### SOURCE DATA
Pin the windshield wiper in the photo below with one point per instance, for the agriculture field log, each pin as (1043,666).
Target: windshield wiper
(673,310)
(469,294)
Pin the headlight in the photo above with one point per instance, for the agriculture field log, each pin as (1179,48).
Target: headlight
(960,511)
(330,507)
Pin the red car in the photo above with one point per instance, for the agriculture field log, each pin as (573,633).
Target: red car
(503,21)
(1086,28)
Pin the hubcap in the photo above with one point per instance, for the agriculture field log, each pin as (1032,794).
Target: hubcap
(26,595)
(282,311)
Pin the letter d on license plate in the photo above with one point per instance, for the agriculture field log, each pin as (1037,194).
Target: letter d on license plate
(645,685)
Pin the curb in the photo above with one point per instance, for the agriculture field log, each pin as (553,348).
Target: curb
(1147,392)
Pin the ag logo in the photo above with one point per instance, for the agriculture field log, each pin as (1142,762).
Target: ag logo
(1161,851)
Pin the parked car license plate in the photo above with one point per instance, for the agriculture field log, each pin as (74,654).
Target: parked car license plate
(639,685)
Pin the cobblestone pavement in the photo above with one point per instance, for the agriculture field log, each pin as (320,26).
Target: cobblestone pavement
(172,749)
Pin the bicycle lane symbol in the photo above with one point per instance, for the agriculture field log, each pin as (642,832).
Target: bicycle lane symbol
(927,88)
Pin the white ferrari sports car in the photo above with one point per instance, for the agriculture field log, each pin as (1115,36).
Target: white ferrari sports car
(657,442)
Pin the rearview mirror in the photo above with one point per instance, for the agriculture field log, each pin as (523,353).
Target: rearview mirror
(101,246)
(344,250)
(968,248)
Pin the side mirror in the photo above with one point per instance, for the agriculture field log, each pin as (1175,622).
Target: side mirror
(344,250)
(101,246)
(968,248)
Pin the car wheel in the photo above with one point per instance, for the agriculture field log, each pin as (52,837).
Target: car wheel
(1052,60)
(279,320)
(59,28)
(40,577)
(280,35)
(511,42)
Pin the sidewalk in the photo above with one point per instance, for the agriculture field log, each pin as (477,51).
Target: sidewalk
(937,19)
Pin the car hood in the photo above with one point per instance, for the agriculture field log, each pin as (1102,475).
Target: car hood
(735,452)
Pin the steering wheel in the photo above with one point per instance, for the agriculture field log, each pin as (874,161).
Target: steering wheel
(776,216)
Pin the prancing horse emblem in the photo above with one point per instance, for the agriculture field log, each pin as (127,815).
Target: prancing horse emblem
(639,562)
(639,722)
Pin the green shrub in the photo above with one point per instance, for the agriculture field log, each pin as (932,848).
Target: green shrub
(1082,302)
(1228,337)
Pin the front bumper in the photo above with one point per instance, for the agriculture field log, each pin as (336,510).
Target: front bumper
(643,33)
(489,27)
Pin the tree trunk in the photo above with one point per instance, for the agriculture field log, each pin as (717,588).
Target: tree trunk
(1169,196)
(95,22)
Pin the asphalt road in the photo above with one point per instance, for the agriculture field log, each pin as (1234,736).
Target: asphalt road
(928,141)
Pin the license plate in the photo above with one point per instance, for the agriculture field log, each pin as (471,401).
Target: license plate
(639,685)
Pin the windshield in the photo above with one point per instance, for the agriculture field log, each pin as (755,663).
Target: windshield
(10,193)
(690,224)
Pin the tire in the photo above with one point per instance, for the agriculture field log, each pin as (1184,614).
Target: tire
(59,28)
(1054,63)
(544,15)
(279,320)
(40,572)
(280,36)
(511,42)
######
**WRITTEN EXERCISE**
Copy all the records again, renaming "agriculture field log" to "farm survey log" everywhere it appears and leaving everything else unchanged.

**SOLUTION TO THE EXERCISE**
Pin the windshield wiper in the photo below with one point per instance, for the farm survey log, each pin as (1043,666).
Target: windshield wiper
(673,310)
(469,294)
Pin the headlight in the photo above with one point per instance, for the farm survey log, each pin as (1179,48).
Target: headlight
(960,511)
(330,507)
Pin the red car in the photo above with one point per instance, for the farm survey log, each pin as (573,633).
Target: red car
(503,21)
(1086,28)
Pin the hubcap in the photo above with one point per instance, for the farm survey log, each pin as (1032,794).
Target: hubcap
(26,595)
(282,311)
Pin the letter d on license plate in the photo above with one point per instance, for the farm survey log, each pin as (1037,194).
Target: letter d on license plate
(645,685)
Pin the curb in the photo above with one point per instance, for the farm survey log, each pin as (553,348).
Target: curb
(1147,392)
Pin the ag logo in the photo above with one point per instance, for the farm survey log, each pin as (1142,762).
Target: ag logo
(1161,851)
Pin the parked car license plate in the photo above with one point per instance, for the farm survey log, each pin as (74,654).
Target: parked car license plate
(639,685)
Pin the cobblestone pavement in the photo above with one point per instance, for the farm survey log, each pin as (320,26).
Target: cobblestone pavement
(172,749)
Pin the bicycle lane symbol in the photo above with one point per instance, for the farm survey log, each pin as (642,832).
Target: bicycle lane symbol
(927,88)
Pin the white ferrari sports car in the photo above with one point per instance, for the farm survey log, each pin as (1115,36).
Target: white ferrari sports car
(657,442)
Pin the rearview mirror in the photo above with one point per instance, for the farm survey log, each pin as (523,353).
Target: rearview mirror
(101,246)
(344,250)
(968,248)
Pin the side mirror in the photo above with one point per instance, for the farm survey log, each pin as (1175,622).
Target: side mirror
(344,250)
(101,246)
(968,248)
Pin the car wheel in the photo above with one point per instance, for the farm survey log, each pin as (52,837).
Target: car wheel
(1052,60)
(279,320)
(59,28)
(40,577)
(280,35)
(511,42)
Pin the sidewalk in the photo above with one point per instance, for the farm survey log, each pin as (477,51).
Target: sidewalk
(937,19)
Pin the car hood in the photo above with one point per instance, for the farm survey log, each pin as (1102,475).
Target: car hood
(735,452)
Pin the steering wheel in the photo above with one point per instance, for the farm survey log, each pin as (874,161).
Target: steering wheel
(776,216)
Pin the prancing horse emblem in the photo above with one point per instance, for the farm survey log, each pin as (127,815).
Target: prancing horse emblem
(639,562)
(639,722)
Pin the green shrub in the photo above with one point per instance, for the farm survey log, each pin as (932,848).
Target: green shrub
(1082,302)
(1228,337)
Pin the front bumper in the photo above with one point per instance, for the farm survey log, each pin as (336,510).
Target: front bumper
(643,33)
(489,27)
Pin the tree trunk in the photo above with one point per instance, for the farm survey log, each pin as (717,588).
Target: tree trunk
(1169,196)
(95,22)
Pin the asphalt road in the photo above with one point per instance, for the farm survey log, each pin as (1234,736).
Target: asphalt road
(928,141)
Pin the license plate in the photo above with one point per instance, for the farm survey log, each pin as (471,401).
Target: license plate
(639,685)
Pin the windshield in the photo above with one point per instance, for the farm survey log, each pin as (755,663).
Target: windshield
(10,193)
(690,224)
Pin the tire in the photo above with one point per instance, for the farm survey log, each pin as (1184,614).
Target: tire
(59,28)
(1054,63)
(544,15)
(279,320)
(40,572)
(280,36)
(511,42)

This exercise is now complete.